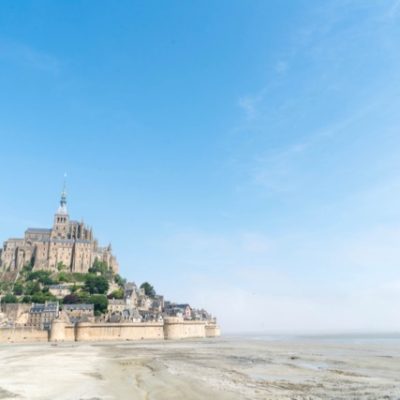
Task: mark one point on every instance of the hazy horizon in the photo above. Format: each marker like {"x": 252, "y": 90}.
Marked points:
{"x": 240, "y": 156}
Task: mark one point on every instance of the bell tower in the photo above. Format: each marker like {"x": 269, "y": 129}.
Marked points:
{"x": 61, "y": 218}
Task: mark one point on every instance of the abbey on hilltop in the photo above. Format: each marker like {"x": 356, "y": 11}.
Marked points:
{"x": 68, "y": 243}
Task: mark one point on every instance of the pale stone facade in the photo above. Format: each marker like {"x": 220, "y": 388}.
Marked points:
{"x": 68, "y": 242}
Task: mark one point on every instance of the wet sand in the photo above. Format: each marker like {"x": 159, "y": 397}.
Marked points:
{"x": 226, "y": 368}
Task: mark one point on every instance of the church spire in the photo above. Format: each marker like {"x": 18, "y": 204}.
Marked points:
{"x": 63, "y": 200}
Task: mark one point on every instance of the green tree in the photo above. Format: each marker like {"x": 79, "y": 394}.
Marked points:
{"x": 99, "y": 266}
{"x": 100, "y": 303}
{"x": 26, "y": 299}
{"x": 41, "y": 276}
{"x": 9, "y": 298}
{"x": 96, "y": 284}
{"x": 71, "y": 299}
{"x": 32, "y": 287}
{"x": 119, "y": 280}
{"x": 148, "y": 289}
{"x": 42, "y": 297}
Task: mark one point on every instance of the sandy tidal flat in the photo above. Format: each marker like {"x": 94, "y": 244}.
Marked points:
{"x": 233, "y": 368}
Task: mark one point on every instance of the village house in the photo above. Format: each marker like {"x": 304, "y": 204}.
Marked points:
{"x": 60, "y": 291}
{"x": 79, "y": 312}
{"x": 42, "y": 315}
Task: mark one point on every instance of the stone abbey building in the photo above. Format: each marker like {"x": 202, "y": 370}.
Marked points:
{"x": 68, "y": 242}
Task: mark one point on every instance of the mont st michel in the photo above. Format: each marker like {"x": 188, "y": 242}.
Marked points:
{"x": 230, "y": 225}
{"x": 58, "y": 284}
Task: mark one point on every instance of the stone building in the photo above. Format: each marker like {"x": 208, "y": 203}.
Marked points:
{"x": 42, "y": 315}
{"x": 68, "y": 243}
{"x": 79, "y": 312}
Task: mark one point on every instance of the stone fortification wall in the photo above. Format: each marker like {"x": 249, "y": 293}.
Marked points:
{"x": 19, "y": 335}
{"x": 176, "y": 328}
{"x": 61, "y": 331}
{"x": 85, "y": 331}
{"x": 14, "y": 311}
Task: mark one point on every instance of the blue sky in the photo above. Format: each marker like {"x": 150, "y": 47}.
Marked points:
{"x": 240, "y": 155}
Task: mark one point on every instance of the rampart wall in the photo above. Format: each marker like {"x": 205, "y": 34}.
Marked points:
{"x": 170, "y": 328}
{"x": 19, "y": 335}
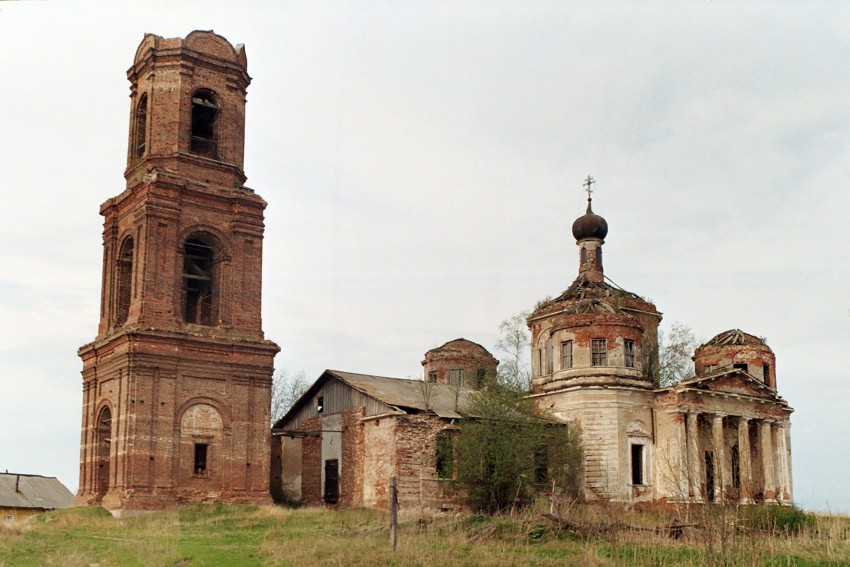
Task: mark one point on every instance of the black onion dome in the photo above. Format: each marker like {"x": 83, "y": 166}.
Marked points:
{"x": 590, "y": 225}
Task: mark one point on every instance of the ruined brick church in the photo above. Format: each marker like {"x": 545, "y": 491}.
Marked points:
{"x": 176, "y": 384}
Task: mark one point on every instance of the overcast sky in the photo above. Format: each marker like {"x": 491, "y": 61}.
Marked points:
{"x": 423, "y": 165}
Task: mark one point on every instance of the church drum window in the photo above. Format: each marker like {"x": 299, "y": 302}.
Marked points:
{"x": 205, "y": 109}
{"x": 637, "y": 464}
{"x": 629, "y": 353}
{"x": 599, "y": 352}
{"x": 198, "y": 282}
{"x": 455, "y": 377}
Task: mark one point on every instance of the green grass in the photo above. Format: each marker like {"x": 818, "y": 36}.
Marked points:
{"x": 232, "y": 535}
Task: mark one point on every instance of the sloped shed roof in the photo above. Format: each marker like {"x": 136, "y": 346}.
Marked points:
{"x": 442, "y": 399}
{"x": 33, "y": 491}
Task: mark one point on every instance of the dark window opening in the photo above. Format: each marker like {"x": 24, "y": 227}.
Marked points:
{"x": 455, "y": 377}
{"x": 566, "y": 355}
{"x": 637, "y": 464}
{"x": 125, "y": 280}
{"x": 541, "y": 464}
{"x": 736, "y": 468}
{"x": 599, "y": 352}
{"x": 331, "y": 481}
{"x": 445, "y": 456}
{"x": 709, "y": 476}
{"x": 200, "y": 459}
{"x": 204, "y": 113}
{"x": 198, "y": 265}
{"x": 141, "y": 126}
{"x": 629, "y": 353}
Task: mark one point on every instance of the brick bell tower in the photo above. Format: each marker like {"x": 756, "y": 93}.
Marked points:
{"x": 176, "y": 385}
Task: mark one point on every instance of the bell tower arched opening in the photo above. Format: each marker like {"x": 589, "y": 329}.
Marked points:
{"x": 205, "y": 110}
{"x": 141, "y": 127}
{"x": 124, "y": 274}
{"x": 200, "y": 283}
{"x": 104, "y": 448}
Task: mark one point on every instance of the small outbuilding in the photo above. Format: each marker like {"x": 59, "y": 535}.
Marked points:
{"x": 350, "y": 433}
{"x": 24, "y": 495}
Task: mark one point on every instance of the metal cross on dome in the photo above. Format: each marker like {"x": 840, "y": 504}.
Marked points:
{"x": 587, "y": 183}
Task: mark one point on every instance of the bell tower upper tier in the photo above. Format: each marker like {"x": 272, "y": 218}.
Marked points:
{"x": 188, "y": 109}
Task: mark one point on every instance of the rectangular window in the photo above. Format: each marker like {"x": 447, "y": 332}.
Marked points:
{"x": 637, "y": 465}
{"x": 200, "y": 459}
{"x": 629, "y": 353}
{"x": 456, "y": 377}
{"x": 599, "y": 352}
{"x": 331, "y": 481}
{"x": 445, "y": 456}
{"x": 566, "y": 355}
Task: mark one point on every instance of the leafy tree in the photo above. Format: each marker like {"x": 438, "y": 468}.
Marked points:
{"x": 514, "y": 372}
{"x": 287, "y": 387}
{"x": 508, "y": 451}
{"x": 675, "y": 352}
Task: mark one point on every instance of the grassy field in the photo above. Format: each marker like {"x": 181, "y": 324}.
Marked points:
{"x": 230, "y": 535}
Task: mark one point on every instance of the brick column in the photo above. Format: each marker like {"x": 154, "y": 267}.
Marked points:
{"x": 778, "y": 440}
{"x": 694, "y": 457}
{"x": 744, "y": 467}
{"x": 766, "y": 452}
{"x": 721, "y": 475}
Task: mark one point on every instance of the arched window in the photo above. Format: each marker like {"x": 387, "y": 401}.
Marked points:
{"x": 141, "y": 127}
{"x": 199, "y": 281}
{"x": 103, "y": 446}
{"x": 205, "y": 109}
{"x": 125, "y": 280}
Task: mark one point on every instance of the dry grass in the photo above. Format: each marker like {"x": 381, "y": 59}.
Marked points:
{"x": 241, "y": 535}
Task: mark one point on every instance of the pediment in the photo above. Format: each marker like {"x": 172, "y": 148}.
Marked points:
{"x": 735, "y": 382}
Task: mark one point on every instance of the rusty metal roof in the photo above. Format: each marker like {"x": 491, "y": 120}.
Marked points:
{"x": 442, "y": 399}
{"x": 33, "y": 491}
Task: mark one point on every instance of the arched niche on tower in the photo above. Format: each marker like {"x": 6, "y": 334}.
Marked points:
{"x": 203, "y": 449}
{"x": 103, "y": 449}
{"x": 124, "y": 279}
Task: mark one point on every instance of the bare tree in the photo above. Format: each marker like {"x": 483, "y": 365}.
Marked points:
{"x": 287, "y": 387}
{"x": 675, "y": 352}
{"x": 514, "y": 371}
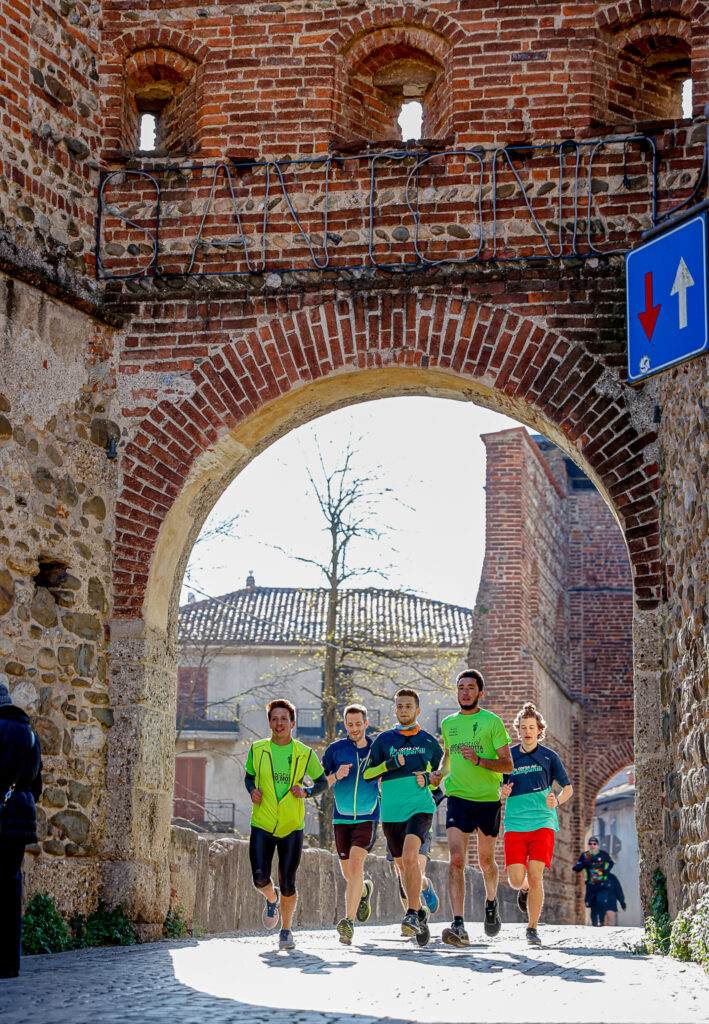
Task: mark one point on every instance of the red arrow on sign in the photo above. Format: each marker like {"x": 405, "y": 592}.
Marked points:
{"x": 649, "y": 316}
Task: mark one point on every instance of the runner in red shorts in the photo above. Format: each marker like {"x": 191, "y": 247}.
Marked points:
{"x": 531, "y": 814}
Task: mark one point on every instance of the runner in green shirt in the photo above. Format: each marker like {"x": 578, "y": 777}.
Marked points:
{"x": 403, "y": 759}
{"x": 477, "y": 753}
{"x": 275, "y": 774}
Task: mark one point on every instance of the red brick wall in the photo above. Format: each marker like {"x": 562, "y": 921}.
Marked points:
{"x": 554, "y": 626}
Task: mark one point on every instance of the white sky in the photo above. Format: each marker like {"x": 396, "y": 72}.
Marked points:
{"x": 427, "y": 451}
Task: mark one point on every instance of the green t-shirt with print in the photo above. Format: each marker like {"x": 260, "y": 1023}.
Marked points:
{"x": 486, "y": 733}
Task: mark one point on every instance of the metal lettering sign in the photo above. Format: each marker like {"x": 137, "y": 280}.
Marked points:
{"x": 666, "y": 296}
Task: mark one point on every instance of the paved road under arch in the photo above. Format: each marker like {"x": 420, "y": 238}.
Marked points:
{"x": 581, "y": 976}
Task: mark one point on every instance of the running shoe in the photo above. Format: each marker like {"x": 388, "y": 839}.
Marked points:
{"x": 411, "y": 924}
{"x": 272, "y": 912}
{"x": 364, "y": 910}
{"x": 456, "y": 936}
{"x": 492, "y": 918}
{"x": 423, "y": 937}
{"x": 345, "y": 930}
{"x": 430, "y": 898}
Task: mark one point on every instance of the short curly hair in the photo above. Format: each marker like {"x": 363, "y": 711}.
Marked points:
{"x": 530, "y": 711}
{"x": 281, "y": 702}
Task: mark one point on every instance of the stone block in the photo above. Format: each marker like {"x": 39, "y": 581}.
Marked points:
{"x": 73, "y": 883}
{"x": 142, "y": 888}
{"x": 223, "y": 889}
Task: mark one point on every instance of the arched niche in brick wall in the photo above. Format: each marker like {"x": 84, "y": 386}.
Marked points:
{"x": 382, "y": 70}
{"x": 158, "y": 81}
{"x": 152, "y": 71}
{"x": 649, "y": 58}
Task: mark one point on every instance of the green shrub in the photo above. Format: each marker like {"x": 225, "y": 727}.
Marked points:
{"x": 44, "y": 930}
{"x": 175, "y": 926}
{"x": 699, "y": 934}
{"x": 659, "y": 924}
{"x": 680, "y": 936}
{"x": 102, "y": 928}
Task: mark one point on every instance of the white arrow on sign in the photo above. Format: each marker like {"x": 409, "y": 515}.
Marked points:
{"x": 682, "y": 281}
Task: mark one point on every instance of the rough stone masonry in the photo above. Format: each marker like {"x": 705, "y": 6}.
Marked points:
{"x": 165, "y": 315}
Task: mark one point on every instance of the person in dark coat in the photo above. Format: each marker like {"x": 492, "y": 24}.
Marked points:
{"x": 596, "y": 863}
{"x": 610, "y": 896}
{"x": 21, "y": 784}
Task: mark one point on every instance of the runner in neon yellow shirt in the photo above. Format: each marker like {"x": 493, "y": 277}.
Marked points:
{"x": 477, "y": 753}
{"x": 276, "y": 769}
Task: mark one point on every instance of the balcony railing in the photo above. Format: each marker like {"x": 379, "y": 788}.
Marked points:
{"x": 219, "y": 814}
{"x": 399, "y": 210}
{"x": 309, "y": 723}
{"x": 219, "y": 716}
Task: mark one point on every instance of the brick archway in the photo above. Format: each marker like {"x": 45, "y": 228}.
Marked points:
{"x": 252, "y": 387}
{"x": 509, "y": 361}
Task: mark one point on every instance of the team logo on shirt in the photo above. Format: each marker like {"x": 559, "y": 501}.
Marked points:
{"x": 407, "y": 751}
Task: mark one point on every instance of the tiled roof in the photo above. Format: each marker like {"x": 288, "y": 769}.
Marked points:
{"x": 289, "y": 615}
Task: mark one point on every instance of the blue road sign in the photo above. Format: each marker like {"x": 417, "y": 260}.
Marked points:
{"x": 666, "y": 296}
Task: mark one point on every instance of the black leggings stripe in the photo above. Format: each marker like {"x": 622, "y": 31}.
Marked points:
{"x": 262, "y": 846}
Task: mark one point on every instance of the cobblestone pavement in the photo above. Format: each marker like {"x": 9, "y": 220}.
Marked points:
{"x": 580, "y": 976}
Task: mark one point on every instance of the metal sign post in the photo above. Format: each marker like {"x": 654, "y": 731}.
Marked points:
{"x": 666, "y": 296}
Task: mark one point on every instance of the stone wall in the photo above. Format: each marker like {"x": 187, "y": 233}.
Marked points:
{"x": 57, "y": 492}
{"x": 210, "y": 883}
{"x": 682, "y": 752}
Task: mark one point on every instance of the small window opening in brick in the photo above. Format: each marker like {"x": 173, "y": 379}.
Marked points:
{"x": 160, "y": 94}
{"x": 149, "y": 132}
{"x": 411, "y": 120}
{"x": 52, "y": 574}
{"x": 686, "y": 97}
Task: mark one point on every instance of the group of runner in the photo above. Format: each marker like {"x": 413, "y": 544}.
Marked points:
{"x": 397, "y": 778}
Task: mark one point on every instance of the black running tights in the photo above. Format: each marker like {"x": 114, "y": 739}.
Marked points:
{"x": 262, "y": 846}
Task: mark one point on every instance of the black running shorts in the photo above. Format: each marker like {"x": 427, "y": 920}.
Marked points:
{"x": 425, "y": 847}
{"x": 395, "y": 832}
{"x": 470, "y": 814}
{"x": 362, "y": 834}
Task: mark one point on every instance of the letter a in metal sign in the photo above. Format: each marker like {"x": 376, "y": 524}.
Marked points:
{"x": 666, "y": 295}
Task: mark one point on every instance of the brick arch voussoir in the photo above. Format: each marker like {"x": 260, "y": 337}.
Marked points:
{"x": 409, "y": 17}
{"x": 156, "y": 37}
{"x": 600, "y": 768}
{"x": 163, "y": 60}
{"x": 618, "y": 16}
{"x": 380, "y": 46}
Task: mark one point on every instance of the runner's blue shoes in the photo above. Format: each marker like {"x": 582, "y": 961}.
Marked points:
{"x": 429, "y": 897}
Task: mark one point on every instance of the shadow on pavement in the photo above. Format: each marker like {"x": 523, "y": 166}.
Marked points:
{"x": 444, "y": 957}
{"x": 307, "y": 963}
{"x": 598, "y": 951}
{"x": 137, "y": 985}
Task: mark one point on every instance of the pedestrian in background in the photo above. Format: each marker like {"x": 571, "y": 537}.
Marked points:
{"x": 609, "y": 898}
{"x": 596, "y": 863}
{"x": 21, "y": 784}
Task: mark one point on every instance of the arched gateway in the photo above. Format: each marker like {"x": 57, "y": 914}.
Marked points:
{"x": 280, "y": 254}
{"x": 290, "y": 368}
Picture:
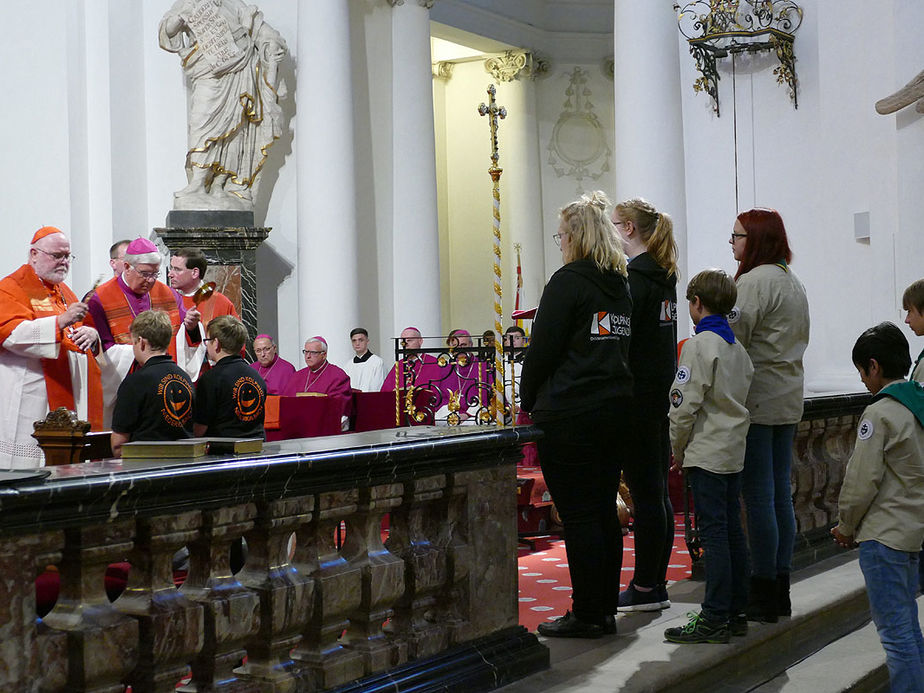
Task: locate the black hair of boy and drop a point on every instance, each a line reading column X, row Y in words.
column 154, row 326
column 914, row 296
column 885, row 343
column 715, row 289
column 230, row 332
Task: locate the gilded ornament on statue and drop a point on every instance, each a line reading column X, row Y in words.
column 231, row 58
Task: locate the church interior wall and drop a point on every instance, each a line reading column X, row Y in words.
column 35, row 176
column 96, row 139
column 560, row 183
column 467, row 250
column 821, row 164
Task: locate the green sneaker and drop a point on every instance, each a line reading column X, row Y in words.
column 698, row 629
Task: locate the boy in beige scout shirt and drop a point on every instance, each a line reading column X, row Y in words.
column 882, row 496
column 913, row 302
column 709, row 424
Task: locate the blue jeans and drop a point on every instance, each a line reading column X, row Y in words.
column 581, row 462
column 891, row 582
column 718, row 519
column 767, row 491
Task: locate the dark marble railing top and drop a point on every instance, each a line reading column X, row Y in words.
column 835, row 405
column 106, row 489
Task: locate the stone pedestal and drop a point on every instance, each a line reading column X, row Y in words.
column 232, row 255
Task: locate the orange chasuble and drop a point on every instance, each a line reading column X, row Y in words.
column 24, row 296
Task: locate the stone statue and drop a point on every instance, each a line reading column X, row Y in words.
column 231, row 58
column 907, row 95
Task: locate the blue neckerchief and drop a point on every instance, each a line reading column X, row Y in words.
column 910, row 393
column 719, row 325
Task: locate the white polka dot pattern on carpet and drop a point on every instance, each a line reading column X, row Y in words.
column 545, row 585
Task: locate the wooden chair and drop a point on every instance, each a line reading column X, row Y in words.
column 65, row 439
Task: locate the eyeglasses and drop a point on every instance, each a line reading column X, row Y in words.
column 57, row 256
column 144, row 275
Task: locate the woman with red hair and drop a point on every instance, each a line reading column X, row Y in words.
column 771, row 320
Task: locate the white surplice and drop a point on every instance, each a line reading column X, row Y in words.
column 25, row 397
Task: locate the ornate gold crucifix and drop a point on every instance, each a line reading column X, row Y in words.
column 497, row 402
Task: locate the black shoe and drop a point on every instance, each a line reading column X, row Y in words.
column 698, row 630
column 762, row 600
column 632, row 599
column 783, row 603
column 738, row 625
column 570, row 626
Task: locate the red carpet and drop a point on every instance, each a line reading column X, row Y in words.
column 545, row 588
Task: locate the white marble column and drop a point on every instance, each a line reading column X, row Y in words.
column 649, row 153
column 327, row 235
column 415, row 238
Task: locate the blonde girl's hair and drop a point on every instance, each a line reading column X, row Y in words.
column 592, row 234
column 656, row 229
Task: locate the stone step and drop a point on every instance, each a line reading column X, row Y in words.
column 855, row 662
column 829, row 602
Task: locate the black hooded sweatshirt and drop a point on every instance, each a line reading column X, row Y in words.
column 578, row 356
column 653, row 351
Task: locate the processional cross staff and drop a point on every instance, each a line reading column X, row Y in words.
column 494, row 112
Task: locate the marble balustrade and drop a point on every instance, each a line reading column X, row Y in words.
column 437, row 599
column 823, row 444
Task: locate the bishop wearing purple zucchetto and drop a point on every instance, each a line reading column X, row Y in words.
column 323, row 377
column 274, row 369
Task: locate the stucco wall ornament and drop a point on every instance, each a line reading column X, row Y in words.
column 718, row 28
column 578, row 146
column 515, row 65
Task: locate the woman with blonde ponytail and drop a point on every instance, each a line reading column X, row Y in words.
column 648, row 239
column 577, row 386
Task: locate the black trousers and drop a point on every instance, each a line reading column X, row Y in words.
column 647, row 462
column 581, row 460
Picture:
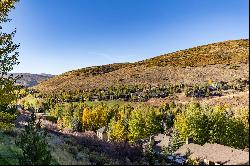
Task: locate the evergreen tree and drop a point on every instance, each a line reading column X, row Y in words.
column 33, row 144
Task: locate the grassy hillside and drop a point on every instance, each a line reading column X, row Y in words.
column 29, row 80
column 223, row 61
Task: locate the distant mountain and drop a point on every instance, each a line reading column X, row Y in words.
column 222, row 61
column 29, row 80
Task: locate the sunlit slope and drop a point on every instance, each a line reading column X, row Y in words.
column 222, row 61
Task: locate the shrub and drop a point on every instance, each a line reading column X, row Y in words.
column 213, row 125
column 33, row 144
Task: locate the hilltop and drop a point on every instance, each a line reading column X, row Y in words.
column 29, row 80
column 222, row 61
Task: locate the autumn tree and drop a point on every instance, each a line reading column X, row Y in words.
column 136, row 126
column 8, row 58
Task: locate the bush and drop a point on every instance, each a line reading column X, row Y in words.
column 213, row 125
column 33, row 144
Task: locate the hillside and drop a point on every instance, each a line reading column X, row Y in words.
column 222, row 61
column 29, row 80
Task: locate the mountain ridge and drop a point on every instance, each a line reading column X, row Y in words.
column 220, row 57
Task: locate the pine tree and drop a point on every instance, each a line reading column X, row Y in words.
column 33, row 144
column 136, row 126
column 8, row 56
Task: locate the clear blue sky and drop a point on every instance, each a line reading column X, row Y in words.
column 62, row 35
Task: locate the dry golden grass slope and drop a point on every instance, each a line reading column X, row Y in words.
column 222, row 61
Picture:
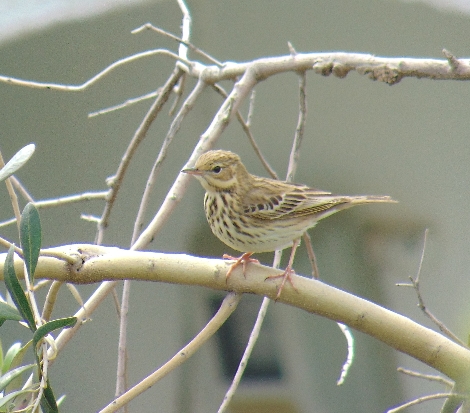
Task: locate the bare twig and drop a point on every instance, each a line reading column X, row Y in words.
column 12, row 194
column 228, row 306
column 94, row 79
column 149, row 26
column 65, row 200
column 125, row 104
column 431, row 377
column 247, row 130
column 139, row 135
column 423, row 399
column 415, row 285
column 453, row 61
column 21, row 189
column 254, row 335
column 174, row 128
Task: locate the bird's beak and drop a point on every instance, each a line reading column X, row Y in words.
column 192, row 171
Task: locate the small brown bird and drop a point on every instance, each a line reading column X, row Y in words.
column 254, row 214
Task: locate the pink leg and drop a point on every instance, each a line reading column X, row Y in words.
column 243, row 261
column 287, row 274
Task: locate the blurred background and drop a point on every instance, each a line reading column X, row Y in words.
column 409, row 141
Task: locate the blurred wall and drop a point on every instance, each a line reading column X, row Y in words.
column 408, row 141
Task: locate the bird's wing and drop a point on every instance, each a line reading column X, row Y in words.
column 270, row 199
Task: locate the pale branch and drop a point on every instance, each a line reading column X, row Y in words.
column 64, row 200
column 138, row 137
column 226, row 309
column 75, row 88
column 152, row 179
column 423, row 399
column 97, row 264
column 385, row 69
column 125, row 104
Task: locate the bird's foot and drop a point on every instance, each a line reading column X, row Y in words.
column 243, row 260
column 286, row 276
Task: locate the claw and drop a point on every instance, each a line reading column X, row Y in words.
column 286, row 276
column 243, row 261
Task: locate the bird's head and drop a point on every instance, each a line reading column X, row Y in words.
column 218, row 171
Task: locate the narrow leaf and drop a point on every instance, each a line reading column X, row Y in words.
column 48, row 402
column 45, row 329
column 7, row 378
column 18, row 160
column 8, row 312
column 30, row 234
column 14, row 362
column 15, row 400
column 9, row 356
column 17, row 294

-*-

EXERCISE DETAILS: Filter the entries and keep only the lines holding "shorts".

REPLY TO THE TASK:
Task: mark one point on every instance of the runner in red shorts in the photo above. Format: each marker like {"x": 191, "y": 247}.
Task: mark one point on every instance of the black running shorts in the photo above. Format: each marker like {"x": 427, "y": 920}.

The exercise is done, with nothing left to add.